■ PROVIDED TEXT:
☆ ☆ ☆ ☆

The status quo, including any modification thereto that keeps the LIRR (except the Port Washington Branch) separate from the Northeast Corridor, means that all timetabling complexity on the LIRR is localized to the LIRR. LIRR timetabling has to deal with all of the following issues today:

  • There are many different branches, all of which want to go to Manhattan rather than to Brooklyn, and to a large extent they also want to go on the express tracks between Jamaica and Manhattan rather than the local tracks.
  • There are two Manhattan terminals and no place to transfer between trains to different ones except Jamaica; an infill station at Sunnyside Yards, permitting trains from the LIRR going to Grand Central to exchange passengers with Penn Station Access trains, would be helpful, but does not currently exist.
  • The outer Port Jefferson Branch is unelectrified and single-track and yet has fairly high ridership, so that isolating it with shuttle trains is infeasible except in the extreme short run pending electrification.
  • All junctions east of Jamaica are flat.
  • The Main Line has three tracks east of Floral Park, the third recently opened at very high cost, purely for peak-direction express trains, but cannot easily schedule express trains in both directions.

☆ ☆ ☆ ☆

■ Stored dataset items:
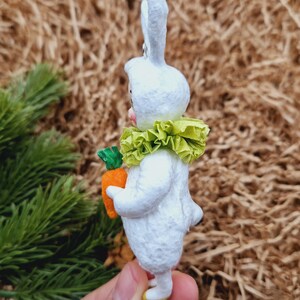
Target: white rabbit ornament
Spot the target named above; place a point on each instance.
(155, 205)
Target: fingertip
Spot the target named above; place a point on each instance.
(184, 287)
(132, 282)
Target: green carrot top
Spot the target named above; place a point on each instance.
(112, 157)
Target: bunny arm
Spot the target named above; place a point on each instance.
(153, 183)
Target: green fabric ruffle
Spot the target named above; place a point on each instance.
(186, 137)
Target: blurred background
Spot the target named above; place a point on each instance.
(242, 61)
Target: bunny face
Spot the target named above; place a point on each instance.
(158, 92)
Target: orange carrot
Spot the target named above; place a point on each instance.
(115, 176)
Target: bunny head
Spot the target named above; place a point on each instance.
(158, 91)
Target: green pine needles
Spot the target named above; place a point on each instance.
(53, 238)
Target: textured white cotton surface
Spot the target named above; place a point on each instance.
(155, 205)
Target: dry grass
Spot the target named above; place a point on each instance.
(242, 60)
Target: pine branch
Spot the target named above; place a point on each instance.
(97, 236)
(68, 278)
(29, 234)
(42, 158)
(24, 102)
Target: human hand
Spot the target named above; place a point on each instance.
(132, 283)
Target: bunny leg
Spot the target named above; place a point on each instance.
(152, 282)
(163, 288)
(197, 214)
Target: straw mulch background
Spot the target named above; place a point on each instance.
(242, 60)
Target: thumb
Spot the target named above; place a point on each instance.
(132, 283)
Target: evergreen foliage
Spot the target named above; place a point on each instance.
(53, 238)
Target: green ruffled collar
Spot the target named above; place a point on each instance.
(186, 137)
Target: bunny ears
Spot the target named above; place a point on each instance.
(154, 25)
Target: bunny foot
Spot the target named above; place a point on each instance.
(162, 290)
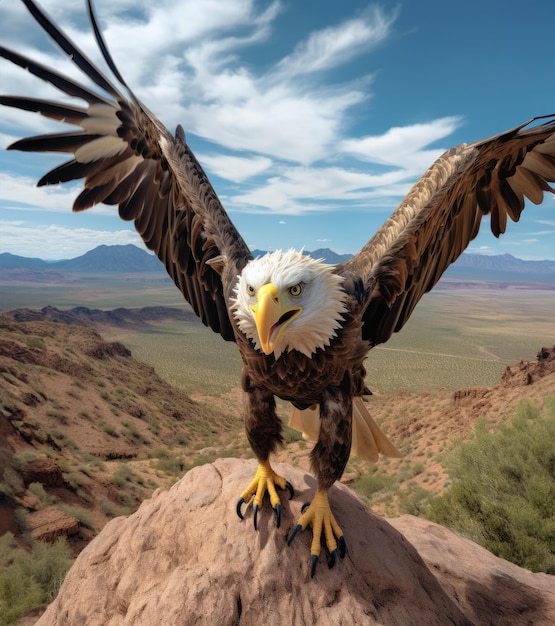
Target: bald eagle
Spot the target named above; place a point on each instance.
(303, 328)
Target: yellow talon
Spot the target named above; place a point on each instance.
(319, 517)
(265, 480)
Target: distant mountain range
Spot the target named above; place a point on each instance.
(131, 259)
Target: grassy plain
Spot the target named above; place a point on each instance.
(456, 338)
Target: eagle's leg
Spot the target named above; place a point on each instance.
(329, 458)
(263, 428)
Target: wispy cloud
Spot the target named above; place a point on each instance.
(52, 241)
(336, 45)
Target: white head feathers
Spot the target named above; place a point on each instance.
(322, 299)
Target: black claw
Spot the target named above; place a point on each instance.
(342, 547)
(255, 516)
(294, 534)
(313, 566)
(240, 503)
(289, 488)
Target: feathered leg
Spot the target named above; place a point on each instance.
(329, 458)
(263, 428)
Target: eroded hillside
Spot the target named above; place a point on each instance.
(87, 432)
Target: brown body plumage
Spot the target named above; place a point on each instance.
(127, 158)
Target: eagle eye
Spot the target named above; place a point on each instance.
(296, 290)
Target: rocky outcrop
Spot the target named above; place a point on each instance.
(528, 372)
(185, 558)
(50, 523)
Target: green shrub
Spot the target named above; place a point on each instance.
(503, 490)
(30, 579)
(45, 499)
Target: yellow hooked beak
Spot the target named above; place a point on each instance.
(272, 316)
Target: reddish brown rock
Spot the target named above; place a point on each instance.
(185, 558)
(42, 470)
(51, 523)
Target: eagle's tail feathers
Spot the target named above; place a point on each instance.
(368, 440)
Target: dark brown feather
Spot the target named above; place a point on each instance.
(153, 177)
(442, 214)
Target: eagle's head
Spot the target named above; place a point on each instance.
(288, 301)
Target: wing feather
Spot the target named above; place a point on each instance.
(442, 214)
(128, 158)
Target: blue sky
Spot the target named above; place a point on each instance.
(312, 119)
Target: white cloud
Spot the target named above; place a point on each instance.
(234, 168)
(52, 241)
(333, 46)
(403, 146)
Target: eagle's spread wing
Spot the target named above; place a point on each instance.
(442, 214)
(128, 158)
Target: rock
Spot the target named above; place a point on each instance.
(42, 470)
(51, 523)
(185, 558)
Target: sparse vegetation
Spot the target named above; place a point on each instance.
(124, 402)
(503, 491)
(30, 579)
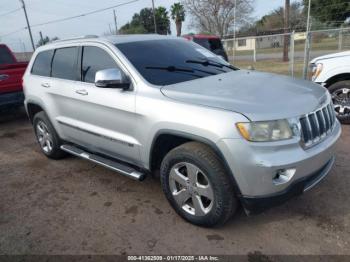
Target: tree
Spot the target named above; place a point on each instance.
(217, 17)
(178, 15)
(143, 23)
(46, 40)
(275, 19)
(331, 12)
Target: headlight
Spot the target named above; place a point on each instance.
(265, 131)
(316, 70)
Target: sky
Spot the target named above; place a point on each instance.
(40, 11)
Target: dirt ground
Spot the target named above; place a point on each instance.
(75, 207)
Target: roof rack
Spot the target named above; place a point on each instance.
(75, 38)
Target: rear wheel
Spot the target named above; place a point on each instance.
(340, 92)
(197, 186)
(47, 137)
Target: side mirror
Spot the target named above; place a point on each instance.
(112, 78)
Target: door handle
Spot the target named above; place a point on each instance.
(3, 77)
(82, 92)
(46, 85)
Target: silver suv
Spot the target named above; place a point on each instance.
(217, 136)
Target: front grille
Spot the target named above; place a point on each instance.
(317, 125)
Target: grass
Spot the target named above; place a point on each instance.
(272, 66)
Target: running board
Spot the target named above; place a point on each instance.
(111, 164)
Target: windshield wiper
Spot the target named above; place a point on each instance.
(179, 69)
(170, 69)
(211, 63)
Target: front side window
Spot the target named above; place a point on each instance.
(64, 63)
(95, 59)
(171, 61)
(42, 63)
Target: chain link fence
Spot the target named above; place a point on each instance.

☆ ☆ ☆ ☆

■ WHAT THIS EXERCISE ASKS:
a) According to the passage on LIRR timetabling, where is the only place to transfer between trains headed to different Manhattan terminals?
b) Continue the passage on LIRR timetabling from its last sentence.
The records have no connection to the passage on LIRR timetabling.

■ PER-TASK ANSWERS:
a) Jamaica.

b)
There are solutions to all of these problems, involving timetable simplification, reduction of express patterns with time saved through much reduced schedule padding, and targeted infrastructure interventions such as electrifying and double-tracking the entire Port Jefferson Branch.

However, Amtrak service throws multiple wrenches in this system. First, it requires a vigorous all-day express service between New York and Hicksville if not Ronkonkoma. Between Floral Park and Hicksville, there are three tracks. Right now the local demand is weak, but this is only because there is little local service, and instead the schedule encourages passengers to drive to Hicksville or Mineola and park there. Any stable timetable has to provide much stronger local service, and this means express trains have to awkwardly use the middle track as a single track. This isn’t impossible – it’s about 15 km of fast tracks with only one intermediate station, Mineola – but it’s constraining. Then the constraint propagates east of Hicksville, where there are only two tracks, and so those express trains have to share tracks with the locals and be timetabled not to conflict.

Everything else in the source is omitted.